→ Source document:
============================================================
And it can be even worse. It is even easier to send a message under someone else’s name without it being traceable. This usually happens as a silly joke, but there are cases of people who got into serious trouble because someone received a fake message from them that contained very sensitive things, or where the recipient was called rotten fish.

A solution: encryption

Fortunately there is a solution for this problem. Through encryption a message can be encrypted in such a way that nobody can read it anymore without the key, and there are cryptographic systems that also enable authentication. Currently, the PGP (“Pretty Good Privacy” ) program is very popular on the Internet for this purpose .

Public keys

This program uses a so-called public-key algorithm. It is no longer necessary to secretly agree on a key, but you can simply send a ‘public key’ to anyone who asks for it, without having to worry that it will fall into the hands of a listening party. The public key can only be used to encrypt messages (and to check a signature, see below), and not to decrypt an encrypted message.

How safe is this?

This technique makes it possible to send encrypted mail to someone you have never met. You just get the public key from a sort of telephone book, and encrypt the mail with it. The recipient uses his personal secret key to decrypt the message. And since he’s the only one with that secret key, no one else can read the mail even though they break into the mail server.

In theory it is possible to derive the secret from the public key; however, with a key of sufficient length this will take many thousands of years on a fast supercomputer. Fortunately, encrypting messages with such a key only takes a few seconds.
============================================================
→ Material shown:
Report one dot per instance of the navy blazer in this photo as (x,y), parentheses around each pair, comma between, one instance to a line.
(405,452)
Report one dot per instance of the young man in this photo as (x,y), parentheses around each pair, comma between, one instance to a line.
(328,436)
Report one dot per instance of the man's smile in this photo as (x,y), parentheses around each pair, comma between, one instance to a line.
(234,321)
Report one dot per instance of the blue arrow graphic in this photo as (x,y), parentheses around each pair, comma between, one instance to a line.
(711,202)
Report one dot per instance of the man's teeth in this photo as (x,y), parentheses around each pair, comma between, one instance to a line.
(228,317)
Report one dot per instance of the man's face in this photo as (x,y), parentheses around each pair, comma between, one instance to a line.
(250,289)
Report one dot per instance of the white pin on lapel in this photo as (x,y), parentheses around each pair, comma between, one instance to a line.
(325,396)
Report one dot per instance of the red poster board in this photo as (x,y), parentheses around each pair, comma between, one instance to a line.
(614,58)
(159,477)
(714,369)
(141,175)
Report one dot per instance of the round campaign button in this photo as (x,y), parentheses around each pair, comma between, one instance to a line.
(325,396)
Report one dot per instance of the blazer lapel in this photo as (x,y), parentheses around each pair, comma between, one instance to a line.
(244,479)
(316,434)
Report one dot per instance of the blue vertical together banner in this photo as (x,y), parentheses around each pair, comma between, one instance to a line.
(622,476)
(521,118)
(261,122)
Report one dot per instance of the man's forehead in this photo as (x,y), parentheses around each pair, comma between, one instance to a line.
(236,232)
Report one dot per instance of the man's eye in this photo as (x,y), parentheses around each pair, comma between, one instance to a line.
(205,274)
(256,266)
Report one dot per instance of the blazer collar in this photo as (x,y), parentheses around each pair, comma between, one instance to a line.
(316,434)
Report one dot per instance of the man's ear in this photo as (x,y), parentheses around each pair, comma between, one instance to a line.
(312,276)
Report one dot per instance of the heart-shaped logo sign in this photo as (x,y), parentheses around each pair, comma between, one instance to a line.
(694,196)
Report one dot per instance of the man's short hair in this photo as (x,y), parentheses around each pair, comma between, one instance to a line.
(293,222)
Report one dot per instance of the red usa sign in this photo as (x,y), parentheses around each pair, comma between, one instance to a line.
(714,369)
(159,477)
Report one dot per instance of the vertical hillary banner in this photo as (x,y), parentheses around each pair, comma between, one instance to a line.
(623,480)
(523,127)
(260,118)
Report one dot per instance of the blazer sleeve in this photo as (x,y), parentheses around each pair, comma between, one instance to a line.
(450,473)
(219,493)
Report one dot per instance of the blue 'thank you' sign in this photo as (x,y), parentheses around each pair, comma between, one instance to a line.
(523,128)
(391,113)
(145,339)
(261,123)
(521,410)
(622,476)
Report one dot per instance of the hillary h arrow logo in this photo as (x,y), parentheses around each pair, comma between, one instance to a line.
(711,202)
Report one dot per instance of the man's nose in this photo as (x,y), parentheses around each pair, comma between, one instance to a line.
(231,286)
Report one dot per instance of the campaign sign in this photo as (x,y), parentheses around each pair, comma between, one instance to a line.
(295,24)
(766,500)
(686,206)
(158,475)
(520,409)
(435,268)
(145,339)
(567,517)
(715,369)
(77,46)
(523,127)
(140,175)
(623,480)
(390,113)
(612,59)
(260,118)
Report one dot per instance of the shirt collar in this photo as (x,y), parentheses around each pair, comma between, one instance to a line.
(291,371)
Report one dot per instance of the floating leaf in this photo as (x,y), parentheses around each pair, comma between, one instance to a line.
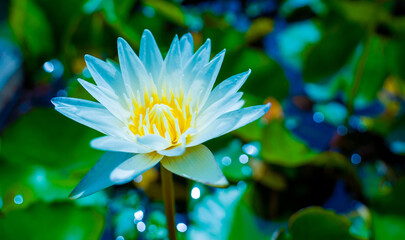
============================================================
→ Requirement 1:
In the passage on email encryption, rewrite the part that opens with "A solution: encryption" and closes with "an encrypted message.", changing "program" to "software".
→ Requirement 2:
According to the passage on email encryption, what does the name PGP stand for?

→ Exercise output 1:
A solution: encryption

Fortunately there is a solution for this problem. Through encryption a message can be encrypted in such a way that nobody can read it anymore without the key, and there are cryptographic systems that also enable authentication. Currently, the PGP (“Pretty Good Privacy” ) software is very popular on the Internet for this purpose .

Public keys

This software uses a so-called public-key algorithm. It is no longer necessary to secretly agree on a key, but you can simply send a ‘public key’ to anyone who asks for it, without having to worry that it will fall into the hands of a listening party. The public key can only be used to encrypt messages (and to check a signature, see below), and not to decrypt an encrypted message.

→ Exercise output 2:
Pretty Good Privacy